__What is required__.
Return exactly the lines of the records below, starting at the line that contains "One point goes on each instance of the bird's beak, as" and ending at the line that contains "One point goes on each instance of the western", with both of those lines kept.
Records for this exercise below:
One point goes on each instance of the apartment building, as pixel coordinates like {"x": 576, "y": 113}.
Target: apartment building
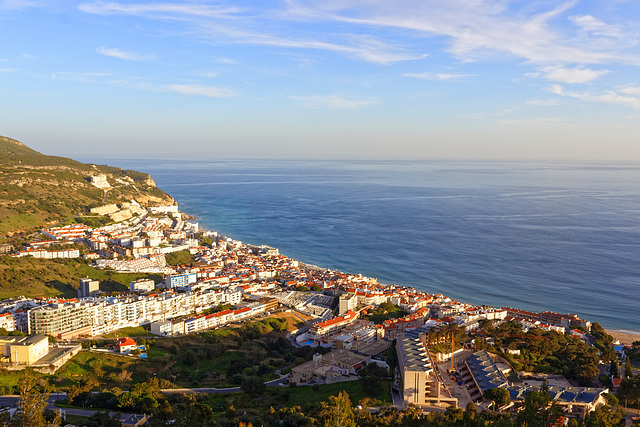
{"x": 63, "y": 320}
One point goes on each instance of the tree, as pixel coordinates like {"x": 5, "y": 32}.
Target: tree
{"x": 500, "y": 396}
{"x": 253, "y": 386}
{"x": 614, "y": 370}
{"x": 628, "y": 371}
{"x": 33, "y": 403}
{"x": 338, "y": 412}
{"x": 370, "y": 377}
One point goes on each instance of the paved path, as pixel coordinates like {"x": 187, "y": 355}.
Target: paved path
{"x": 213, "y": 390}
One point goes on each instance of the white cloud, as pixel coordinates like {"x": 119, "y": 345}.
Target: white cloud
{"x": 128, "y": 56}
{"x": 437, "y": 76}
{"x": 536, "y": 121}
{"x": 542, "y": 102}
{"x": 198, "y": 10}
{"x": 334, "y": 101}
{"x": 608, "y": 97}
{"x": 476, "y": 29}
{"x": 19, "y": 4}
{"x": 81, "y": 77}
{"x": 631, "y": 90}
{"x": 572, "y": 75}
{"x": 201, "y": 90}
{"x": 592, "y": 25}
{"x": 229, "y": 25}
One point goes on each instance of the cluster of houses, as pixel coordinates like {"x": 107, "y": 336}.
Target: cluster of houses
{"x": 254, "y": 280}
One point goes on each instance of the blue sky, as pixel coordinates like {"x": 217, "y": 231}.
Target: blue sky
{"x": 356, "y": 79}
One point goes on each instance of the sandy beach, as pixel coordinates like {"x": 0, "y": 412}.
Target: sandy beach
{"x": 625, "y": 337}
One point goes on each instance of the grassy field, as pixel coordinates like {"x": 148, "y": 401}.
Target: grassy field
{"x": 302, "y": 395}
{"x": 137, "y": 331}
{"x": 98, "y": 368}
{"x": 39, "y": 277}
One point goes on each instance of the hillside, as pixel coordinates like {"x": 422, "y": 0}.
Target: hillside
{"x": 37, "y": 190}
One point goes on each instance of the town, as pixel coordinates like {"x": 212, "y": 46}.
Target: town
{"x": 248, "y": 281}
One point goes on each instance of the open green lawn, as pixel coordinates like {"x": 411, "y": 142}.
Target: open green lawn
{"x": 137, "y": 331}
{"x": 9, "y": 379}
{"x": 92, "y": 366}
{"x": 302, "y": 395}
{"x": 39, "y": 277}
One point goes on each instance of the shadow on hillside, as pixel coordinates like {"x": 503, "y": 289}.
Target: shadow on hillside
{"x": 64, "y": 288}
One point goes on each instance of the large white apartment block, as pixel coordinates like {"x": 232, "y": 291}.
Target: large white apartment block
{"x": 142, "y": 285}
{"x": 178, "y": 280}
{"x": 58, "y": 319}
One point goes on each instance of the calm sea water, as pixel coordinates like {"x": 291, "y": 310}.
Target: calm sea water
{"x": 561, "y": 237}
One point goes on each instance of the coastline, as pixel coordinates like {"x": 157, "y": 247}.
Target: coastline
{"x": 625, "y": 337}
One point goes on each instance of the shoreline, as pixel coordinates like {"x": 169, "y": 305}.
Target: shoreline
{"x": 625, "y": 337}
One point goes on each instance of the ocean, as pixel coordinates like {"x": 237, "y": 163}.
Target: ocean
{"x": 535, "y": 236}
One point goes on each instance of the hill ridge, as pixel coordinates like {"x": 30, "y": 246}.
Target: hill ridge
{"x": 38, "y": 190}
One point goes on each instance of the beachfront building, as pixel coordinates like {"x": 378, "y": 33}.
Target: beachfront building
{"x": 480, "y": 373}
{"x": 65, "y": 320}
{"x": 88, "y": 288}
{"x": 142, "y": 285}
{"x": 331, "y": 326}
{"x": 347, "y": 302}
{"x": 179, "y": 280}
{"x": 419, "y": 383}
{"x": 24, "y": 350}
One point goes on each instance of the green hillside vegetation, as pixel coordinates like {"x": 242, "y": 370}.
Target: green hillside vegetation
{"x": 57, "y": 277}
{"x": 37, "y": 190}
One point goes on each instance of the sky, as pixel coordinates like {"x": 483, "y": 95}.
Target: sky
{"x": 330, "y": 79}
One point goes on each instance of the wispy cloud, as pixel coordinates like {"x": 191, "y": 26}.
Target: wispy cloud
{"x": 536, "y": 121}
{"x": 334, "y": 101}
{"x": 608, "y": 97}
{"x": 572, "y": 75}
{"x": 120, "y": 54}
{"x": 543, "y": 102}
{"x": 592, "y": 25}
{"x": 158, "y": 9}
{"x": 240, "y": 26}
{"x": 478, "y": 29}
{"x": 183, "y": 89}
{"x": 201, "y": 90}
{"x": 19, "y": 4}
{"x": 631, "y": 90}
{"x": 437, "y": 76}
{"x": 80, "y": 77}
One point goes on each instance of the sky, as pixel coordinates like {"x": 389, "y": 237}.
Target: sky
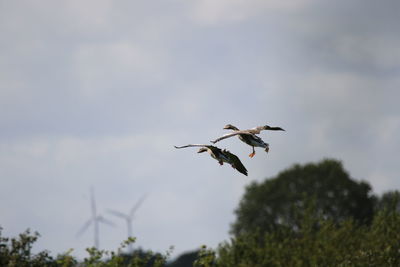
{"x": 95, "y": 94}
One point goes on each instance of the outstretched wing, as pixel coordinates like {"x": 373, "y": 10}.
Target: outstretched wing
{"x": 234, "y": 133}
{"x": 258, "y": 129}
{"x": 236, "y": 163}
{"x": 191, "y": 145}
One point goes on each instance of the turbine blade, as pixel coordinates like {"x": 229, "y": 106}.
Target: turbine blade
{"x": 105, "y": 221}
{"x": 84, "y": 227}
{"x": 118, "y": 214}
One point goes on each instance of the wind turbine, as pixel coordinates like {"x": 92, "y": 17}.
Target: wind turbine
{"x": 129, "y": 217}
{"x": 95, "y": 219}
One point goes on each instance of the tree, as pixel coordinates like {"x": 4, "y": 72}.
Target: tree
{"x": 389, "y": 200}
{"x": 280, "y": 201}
End of Records for this exercise.
Records for this exercise below:
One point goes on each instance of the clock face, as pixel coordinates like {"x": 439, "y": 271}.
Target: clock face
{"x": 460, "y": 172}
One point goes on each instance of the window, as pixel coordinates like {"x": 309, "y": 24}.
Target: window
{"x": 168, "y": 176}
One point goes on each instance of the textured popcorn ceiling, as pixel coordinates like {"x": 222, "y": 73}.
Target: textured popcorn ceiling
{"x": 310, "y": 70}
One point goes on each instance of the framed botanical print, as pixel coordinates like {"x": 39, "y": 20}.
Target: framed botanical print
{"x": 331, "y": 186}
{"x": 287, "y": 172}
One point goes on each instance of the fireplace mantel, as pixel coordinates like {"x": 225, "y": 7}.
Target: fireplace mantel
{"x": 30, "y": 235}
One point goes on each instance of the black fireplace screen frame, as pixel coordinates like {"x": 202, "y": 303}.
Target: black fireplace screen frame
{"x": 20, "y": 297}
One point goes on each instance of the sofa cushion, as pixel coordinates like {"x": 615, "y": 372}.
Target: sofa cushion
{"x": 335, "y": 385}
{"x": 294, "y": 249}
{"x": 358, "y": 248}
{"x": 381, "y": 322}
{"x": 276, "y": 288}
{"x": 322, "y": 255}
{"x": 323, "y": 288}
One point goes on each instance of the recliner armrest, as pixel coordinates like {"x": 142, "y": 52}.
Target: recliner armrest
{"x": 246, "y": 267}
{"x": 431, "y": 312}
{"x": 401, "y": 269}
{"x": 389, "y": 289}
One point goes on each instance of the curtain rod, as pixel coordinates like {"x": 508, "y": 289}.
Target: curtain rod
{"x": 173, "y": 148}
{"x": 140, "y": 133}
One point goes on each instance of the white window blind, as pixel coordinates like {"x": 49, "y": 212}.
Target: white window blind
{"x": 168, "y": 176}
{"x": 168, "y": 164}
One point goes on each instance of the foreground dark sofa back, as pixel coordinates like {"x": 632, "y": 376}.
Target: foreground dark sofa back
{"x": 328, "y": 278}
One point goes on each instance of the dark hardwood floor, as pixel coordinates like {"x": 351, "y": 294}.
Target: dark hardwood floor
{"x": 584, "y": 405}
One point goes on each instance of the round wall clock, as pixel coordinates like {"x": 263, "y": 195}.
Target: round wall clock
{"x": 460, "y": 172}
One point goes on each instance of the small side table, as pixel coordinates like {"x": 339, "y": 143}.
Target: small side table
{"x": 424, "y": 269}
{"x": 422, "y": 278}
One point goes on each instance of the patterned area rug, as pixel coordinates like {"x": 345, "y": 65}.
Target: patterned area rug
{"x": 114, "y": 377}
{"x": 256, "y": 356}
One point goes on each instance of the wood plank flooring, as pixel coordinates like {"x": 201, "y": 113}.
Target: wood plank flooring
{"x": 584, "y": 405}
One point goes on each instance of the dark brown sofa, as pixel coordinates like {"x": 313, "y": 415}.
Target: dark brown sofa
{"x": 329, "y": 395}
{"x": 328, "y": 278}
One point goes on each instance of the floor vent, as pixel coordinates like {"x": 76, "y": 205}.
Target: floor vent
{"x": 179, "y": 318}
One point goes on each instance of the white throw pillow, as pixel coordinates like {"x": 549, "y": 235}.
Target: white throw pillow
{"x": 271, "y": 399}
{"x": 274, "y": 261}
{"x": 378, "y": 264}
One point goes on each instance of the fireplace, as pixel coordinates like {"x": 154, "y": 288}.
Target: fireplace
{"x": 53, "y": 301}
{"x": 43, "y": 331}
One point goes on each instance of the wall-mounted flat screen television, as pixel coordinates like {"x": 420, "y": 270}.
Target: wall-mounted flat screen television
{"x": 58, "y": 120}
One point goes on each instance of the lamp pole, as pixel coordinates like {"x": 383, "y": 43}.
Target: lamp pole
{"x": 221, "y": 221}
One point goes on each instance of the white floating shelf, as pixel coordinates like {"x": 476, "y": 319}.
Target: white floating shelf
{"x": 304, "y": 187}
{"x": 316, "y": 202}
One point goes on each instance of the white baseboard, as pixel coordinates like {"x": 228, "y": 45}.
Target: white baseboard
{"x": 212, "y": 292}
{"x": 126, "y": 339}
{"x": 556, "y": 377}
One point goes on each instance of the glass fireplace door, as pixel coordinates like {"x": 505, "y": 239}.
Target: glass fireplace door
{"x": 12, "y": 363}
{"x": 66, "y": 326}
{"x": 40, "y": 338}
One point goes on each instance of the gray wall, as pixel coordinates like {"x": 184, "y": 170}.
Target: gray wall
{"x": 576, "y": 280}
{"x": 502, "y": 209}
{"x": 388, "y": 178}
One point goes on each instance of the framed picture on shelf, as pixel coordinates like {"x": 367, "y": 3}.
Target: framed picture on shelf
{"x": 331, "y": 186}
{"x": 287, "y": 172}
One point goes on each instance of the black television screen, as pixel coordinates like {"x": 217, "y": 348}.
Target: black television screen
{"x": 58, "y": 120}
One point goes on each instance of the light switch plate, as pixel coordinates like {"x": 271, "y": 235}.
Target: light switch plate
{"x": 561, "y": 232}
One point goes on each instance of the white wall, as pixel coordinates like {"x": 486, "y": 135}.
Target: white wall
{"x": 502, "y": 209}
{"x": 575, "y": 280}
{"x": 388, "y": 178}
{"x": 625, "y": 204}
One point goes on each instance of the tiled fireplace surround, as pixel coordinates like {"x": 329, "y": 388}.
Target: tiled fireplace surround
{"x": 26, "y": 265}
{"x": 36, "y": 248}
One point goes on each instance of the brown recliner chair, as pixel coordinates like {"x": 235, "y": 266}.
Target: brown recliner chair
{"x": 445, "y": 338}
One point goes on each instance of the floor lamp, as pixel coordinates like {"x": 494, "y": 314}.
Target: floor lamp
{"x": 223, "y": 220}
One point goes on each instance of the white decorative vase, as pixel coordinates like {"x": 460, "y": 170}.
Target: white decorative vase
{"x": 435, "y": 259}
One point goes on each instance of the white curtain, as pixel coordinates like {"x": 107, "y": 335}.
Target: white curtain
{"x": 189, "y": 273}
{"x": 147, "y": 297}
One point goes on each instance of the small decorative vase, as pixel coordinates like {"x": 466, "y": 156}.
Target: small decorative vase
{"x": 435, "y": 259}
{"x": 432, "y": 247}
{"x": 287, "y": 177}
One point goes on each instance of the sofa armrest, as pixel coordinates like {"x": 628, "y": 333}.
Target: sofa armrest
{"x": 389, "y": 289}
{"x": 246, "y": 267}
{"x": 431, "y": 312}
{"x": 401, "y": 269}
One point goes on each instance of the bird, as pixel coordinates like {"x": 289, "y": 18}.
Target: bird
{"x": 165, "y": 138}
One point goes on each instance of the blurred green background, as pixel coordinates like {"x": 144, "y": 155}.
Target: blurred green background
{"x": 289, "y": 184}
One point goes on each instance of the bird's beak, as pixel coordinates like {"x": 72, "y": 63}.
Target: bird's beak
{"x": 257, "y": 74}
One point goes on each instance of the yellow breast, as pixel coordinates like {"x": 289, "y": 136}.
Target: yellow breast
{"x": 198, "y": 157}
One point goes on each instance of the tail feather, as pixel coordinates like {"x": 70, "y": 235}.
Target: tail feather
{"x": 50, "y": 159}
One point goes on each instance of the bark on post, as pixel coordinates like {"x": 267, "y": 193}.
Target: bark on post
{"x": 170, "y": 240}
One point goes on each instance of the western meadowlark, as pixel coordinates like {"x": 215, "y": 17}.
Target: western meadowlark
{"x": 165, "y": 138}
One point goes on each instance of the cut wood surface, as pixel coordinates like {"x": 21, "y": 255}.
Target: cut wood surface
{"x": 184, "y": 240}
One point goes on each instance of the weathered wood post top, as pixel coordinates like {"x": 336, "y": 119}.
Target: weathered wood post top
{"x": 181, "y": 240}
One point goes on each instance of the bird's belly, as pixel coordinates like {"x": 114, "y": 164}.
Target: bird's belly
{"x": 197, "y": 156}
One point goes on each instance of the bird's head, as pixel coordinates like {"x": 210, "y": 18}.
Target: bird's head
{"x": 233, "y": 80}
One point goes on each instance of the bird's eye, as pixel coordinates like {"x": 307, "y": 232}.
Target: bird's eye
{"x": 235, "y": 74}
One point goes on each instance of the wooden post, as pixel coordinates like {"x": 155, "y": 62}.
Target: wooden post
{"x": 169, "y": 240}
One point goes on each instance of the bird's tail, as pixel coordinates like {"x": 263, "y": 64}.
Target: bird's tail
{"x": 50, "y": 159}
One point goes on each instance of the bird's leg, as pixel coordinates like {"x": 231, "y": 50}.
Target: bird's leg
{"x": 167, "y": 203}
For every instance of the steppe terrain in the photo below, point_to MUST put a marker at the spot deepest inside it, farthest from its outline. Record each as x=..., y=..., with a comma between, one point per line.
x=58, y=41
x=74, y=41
End of Records for this exercise.
Records for this exercise below:
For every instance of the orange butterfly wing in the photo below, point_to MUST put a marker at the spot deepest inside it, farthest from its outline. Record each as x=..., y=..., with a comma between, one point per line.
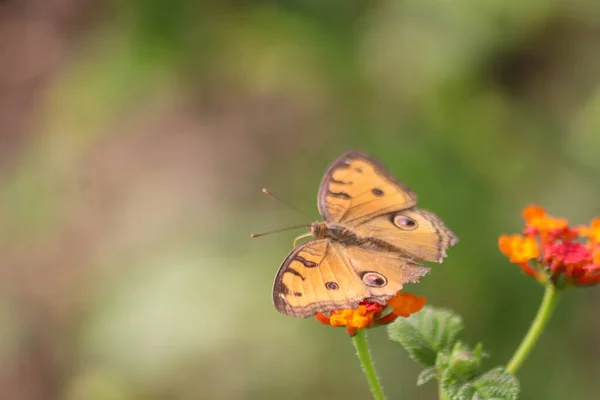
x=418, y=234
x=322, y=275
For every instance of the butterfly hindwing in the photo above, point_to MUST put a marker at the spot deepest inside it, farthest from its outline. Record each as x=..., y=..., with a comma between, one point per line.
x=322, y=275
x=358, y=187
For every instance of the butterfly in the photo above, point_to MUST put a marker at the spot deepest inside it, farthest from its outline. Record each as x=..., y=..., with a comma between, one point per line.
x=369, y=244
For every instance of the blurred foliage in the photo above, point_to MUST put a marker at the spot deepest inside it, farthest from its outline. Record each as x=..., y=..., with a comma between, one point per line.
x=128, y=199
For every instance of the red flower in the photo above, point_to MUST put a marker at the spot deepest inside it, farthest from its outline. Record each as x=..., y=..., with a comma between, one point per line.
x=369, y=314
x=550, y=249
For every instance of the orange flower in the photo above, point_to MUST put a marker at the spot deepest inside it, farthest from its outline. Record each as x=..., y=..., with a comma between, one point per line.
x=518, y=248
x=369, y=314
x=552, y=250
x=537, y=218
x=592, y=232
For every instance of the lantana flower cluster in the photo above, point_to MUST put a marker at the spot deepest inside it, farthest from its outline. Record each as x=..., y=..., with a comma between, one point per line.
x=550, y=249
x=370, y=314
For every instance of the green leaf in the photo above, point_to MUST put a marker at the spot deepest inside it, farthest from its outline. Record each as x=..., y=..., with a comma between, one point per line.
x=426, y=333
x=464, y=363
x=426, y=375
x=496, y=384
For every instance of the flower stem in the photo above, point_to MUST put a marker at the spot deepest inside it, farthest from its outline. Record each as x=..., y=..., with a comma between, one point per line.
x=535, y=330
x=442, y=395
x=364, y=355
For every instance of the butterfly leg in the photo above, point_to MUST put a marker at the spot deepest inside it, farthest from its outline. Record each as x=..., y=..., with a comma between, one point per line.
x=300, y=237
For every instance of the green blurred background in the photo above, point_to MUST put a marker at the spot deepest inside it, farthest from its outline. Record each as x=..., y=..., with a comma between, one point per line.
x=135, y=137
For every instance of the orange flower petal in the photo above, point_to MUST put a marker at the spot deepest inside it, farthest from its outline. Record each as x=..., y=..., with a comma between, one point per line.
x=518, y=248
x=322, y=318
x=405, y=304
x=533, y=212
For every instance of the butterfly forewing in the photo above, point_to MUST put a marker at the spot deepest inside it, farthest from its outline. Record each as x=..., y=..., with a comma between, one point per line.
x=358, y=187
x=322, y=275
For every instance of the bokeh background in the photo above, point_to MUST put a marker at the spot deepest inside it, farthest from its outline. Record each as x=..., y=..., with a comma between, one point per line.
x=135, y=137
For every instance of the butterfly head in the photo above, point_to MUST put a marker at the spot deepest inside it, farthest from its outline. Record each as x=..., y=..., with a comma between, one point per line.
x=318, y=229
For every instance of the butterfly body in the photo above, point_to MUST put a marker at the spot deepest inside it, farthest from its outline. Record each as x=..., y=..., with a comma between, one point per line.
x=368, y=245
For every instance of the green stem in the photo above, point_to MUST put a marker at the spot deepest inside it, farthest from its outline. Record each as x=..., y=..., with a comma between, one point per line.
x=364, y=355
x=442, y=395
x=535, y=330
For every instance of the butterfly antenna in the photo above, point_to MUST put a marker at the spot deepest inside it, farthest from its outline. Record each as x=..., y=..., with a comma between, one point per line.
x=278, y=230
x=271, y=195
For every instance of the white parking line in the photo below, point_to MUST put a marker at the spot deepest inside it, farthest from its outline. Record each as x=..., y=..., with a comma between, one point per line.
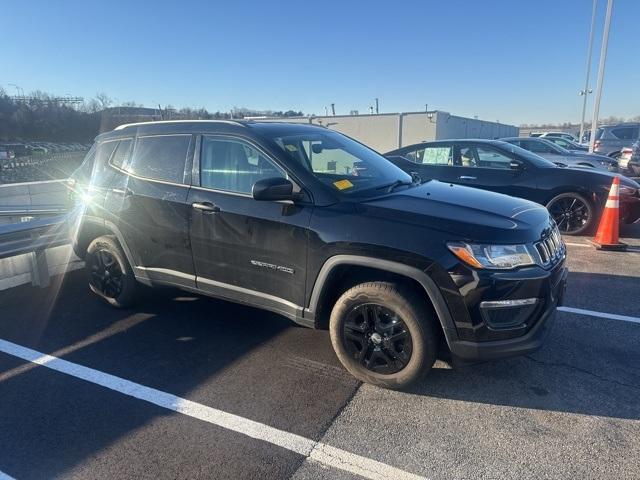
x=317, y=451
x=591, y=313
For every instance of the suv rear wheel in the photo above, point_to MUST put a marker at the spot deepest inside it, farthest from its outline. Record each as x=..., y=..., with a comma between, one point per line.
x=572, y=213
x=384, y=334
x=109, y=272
End of Records for this exercise.
__Result of the exercise__.
One point goes on each instance of the bird's beak, as pixel coordinates like {"x": 72, "y": 63}.
Target: bird's beak
{"x": 257, "y": 74}
One point goes on each instance of the yellow breast, as pixel coordinates like {"x": 289, "y": 136}.
Target: yellow breast
{"x": 198, "y": 157}
One point goes on each instance of the tail feather, as pixel coordinates like {"x": 70, "y": 235}.
Target: tail feather
{"x": 50, "y": 159}
One point goes on each instance of the bark on post, as pixel coordinates like {"x": 267, "y": 193}.
Target: bark on post
{"x": 170, "y": 240}
One point goes on each instance of the western meadowlark, as pixel coordinates like {"x": 215, "y": 17}.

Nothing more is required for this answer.